Your task:
In the post on The Devil in a Forest, what is the name of the ruined town in the forest around the village?

Text segment:

Infiltration: Mundane Medieval Style [The Devil in a Forest spoiler]

Having considered a cryptic infiltration model to The Fifth Head of Cerberus (1972), consider an explicit infiltration model for The Devil in a Forest (1976).

The Devil in a Forest is tricky for being a crypto “lost race” novel, where the race in question is a Norse outpost in Bohemia.

Mark is the main character, a teenager.

The character Wat is a charismatic highwayman, an ambiguous Robin Hood.

Jocellen is Mark’s girlfriend.

The setting is a village that is dwindling due to a chicken-and-egg situation: the trade of visiting pilgrims is fading while banditry and murder increase.

The forest around the village contains the ruins of a town named Grindwalled, a witch named Cloot, a population of charcoal burners who process wood into charcoal, and a prehistoric barrow mound.

Data extract:
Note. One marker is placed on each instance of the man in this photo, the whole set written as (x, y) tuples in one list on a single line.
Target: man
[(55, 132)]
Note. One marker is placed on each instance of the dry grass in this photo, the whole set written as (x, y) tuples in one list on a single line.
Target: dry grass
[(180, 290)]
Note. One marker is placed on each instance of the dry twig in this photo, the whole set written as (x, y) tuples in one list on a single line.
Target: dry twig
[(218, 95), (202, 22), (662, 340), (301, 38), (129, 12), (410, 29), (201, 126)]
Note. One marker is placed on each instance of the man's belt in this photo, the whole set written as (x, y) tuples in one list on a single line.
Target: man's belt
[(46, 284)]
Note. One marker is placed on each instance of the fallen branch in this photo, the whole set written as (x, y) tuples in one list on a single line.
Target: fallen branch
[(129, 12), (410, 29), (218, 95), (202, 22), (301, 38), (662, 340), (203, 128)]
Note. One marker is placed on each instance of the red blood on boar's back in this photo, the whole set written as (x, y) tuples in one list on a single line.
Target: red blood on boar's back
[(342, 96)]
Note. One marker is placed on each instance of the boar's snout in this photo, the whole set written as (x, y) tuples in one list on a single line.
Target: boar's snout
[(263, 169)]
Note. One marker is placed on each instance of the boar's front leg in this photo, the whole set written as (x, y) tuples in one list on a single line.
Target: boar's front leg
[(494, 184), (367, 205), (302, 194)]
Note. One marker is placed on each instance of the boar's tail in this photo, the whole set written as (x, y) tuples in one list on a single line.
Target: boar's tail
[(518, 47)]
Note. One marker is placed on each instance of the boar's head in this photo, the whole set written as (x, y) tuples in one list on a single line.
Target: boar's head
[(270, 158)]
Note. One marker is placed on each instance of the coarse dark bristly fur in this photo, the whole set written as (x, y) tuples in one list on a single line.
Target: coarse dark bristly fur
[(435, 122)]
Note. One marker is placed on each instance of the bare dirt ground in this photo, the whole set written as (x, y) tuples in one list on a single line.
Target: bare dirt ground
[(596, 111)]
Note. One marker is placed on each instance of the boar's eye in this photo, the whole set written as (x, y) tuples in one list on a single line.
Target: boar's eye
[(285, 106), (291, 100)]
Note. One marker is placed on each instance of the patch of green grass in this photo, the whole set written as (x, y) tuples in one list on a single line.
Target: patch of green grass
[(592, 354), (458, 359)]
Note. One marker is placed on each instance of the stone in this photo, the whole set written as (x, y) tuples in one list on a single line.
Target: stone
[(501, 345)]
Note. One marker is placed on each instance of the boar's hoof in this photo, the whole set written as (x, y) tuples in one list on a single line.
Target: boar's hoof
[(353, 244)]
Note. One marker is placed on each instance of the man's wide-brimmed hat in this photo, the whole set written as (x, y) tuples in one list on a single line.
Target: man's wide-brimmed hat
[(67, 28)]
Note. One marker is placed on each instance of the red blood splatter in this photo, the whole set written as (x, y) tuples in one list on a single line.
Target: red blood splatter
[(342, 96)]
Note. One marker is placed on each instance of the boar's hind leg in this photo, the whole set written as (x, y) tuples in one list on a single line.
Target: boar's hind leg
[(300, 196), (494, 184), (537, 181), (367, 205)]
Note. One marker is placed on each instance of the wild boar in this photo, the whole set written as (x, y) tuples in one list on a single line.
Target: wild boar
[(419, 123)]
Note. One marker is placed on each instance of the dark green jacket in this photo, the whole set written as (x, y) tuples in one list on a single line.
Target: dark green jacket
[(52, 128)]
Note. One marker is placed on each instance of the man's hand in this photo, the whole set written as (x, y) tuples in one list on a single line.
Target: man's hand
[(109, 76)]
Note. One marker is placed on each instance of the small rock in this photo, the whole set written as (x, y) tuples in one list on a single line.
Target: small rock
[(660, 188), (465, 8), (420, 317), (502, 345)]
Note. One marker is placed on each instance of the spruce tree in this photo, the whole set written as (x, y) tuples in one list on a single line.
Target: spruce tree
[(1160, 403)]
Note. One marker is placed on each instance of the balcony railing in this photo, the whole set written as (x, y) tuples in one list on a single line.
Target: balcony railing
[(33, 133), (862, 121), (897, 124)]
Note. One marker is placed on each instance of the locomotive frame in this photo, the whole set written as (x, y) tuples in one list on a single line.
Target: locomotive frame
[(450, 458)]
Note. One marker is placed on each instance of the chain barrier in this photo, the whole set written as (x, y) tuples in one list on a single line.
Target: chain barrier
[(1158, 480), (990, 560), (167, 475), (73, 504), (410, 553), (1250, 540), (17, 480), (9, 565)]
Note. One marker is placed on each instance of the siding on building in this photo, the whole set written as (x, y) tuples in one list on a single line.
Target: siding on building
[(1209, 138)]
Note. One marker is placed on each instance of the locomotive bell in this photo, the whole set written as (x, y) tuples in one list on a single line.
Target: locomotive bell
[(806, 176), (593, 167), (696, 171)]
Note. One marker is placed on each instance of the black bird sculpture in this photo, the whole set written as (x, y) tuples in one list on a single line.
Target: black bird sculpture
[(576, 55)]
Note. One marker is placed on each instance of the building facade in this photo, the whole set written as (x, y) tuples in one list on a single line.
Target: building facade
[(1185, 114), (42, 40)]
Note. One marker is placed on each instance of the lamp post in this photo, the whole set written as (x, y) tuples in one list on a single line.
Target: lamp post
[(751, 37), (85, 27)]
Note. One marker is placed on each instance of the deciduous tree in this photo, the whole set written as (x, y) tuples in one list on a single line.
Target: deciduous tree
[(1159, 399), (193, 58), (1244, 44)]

Full solution:
Grindwalled